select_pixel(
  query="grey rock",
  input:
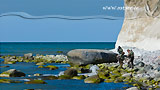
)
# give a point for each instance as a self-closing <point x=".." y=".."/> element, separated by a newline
<point x="71" y="72"/>
<point x="142" y="70"/>
<point x="148" y="67"/>
<point x="140" y="64"/>
<point x="12" y="73"/>
<point x="91" y="56"/>
<point x="127" y="75"/>
<point x="28" y="56"/>
<point x="133" y="88"/>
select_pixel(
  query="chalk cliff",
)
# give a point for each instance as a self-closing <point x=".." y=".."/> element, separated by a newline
<point x="141" y="27"/>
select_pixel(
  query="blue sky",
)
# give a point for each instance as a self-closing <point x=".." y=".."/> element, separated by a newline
<point x="16" y="29"/>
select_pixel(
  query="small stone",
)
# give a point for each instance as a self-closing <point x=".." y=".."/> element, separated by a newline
<point x="70" y="72"/>
<point x="35" y="82"/>
<point x="93" y="79"/>
<point x="12" y="73"/>
<point x="40" y="63"/>
<point x="132" y="88"/>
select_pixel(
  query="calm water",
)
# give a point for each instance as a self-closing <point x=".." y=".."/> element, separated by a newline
<point x="51" y="48"/>
<point x="30" y="69"/>
<point x="10" y="48"/>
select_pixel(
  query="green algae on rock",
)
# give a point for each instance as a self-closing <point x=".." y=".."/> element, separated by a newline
<point x="8" y="81"/>
<point x="51" y="67"/>
<point x="79" y="77"/>
<point x="93" y="79"/>
<point x="12" y="73"/>
<point x="35" y="82"/>
<point x="64" y="77"/>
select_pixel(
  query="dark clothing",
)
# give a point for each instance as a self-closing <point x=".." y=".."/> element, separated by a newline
<point x="120" y="50"/>
<point x="120" y="59"/>
<point x="131" y="59"/>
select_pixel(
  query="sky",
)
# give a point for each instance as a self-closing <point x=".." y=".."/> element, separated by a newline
<point x="17" y="29"/>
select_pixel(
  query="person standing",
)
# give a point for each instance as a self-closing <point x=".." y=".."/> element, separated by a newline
<point x="120" y="59"/>
<point x="120" y="50"/>
<point x="131" y="58"/>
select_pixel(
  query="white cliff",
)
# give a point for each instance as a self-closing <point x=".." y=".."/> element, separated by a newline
<point x="141" y="27"/>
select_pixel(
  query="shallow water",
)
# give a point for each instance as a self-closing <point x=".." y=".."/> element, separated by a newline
<point x="31" y="68"/>
<point x="20" y="48"/>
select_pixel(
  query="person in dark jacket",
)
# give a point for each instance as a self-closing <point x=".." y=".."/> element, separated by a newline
<point x="120" y="59"/>
<point x="131" y="58"/>
<point x="120" y="50"/>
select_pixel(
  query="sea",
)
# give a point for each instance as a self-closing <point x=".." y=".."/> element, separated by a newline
<point x="21" y="48"/>
<point x="51" y="48"/>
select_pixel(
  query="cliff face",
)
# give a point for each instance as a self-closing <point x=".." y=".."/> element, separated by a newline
<point x="141" y="27"/>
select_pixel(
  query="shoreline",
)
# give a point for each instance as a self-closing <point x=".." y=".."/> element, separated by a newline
<point x="149" y="78"/>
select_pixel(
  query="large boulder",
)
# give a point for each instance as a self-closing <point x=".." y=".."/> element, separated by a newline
<point x="141" y="25"/>
<point x="93" y="79"/>
<point x="12" y="73"/>
<point x="71" y="72"/>
<point x="28" y="56"/>
<point x="91" y="56"/>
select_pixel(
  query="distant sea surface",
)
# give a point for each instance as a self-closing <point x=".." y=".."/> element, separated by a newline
<point x="20" y="48"/>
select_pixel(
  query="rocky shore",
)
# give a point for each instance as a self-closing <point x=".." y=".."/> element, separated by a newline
<point x="94" y="66"/>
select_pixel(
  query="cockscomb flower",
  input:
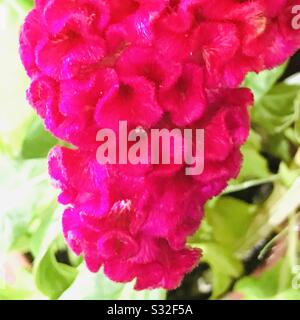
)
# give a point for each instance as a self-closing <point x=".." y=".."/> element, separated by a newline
<point x="155" y="64"/>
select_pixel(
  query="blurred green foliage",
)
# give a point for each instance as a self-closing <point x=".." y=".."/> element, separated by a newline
<point x="237" y="227"/>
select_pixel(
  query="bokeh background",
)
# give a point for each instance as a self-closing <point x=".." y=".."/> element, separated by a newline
<point x="250" y="236"/>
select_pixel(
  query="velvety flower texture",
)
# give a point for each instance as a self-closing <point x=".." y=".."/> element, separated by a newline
<point x="157" y="64"/>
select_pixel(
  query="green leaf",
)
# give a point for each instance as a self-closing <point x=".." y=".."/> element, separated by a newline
<point x="278" y="109"/>
<point x="38" y="141"/>
<point x="90" y="286"/>
<point x="230" y="219"/>
<point x="254" y="166"/>
<point x="261" y="83"/>
<point x="51" y="277"/>
<point x="225" y="267"/>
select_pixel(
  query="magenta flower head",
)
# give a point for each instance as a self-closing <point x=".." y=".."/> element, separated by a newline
· · · · · · ·
(WHAT YOU ARE ASKED TO DO)
Reproduce each line exactly, please, except for any pictures.

(FINAL RESULT)
select_pixel(
  query="grey rock",
  input:
)
# give a point for each instance as a self-closing <point x=".." y=".."/> element, separated by a newline
<point x="71" y="72"/>
<point x="142" y="70"/>
<point x="148" y="67"/>
<point x="140" y="64"/>
<point x="12" y="73"/>
<point x="91" y="56"/>
<point x="127" y="75"/>
<point x="28" y="56"/>
<point x="133" y="88"/>
select_pixel(
  query="chalk cliff",
)
# give a point for each instance as a self-closing <point x=".." y=".."/> element, separated by a newline
<point x="141" y="27"/>
select_pixel(
  query="blue sky",
)
# give a point for each instance as a self-closing <point x=".." y=".."/> element, separated by a newline
<point x="16" y="29"/>
select_pixel(
  query="small stone",
)
# give a point for each instance as a self-closing <point x=".." y=".."/> element, separated by a newline
<point x="70" y="72"/>
<point x="35" y="82"/>
<point x="93" y="79"/>
<point x="12" y="73"/>
<point x="40" y="63"/>
<point x="132" y="88"/>
select_pixel(
  query="calm water",
)
# give a point for each instance as a self-closing <point x=".." y=".."/> element, separated by a newline
<point x="51" y="48"/>
<point x="30" y="69"/>
<point x="10" y="48"/>
select_pixel(
  query="green algae on rock",
)
# give a point for each instance as a self-closing <point x=".." y=".."/> element, separated by a newline
<point x="8" y="81"/>
<point x="51" y="67"/>
<point x="79" y="77"/>
<point x="93" y="79"/>
<point x="12" y="73"/>
<point x="35" y="82"/>
<point x="64" y="77"/>
select_pixel(
  query="dark clothing",
)
# give a point for each instance as a self-closing <point x=".." y=".."/> element, separated by a newline
<point x="120" y="50"/>
<point x="120" y="59"/>
<point x="131" y="59"/>
select_pixel(
  query="sky",
)
# give a point for each instance as a self-closing <point x=".." y=".."/> element, separated by a newline
<point x="17" y="29"/>
select_pixel(
  query="person standing",
)
# give a point for each instance as a self-closing <point x=".." y=".."/> element, separated by a newline
<point x="120" y="59"/>
<point x="120" y="50"/>
<point x="131" y="58"/>
select_pixel(
  query="white cliff",
)
# give a point for each instance as a self-closing <point x=".." y=".."/> element, separated by a newline
<point x="141" y="27"/>
select_pixel(
  query="shallow water",
)
# give a point for each instance as a self-closing <point x=".." y=".."/> element, separated by a newline
<point x="31" y="68"/>
<point x="20" y="48"/>
select_pixel(
  query="person in dark jacket",
)
# give a point for each instance as a self-closing <point x=".." y=".."/> element, separated by a newline
<point x="120" y="59"/>
<point x="131" y="58"/>
<point x="120" y="50"/>
select_pixel(
  query="sea",
)
# give a point for each instance as a self-closing <point x=".." y=".."/> element, separated by a newline
<point x="21" y="48"/>
<point x="51" y="48"/>
select_pixel(
  query="cliff face",
)
# give a point for each instance as a self-closing <point x=".." y=".."/> element, separated by a newline
<point x="141" y="27"/>
select_pixel(
  query="shoreline",
)
# give a point for each instance as a self-closing <point x=".." y=".."/> element, separated by a newline
<point x="149" y="78"/>
select_pixel(
  query="large boulder",
)
# give a point for each instance as a self-closing <point x=".." y=".."/> element, separated by a newline
<point x="141" y="25"/>
<point x="93" y="79"/>
<point x="12" y="73"/>
<point x="71" y="72"/>
<point x="28" y="56"/>
<point x="91" y="56"/>
select_pixel(
  query="distant sea surface",
)
# give a point for each instance as a self-closing <point x=".." y=".."/> element, separated by a newline
<point x="20" y="48"/>
select_pixel(
  query="rocky shore",
)
# give a point for each instance as a self-closing <point x=".." y=".."/> element, separated by a newline
<point x="94" y="66"/>
select_pixel(
  query="cockscomb flower",
  input:
)
# give a point for each instance as a self-closing <point x=".." y=".."/> element, separated by a newline
<point x="155" y="64"/>
select_pixel(
  query="blurred green foliage",
)
# give a point for each instance as a self-closing <point x=".." y=".."/> element, separated by a newline
<point x="237" y="227"/>
select_pixel(
  query="bokeh background",
)
# give a point for each instance as a self-closing <point x=".." y=".."/> element, separated by a newline
<point x="250" y="236"/>
select_pixel(
  query="velvety flower texture",
)
# give a point for each instance as a self-closing <point x=".." y=".."/> element, separated by a newline
<point x="157" y="64"/>
select_pixel(
  query="green leaf",
)
# give a point for each instance as a self-closing <point x=".." y=".."/> element, separated by a newline
<point x="278" y="109"/>
<point x="38" y="141"/>
<point x="90" y="286"/>
<point x="230" y="219"/>
<point x="254" y="166"/>
<point x="261" y="83"/>
<point x="51" y="277"/>
<point x="225" y="267"/>
select_pixel(
  query="magenta flower head",
)
# give a point for each instance as a self-closing <point x=".." y=".."/> element, separated by a newline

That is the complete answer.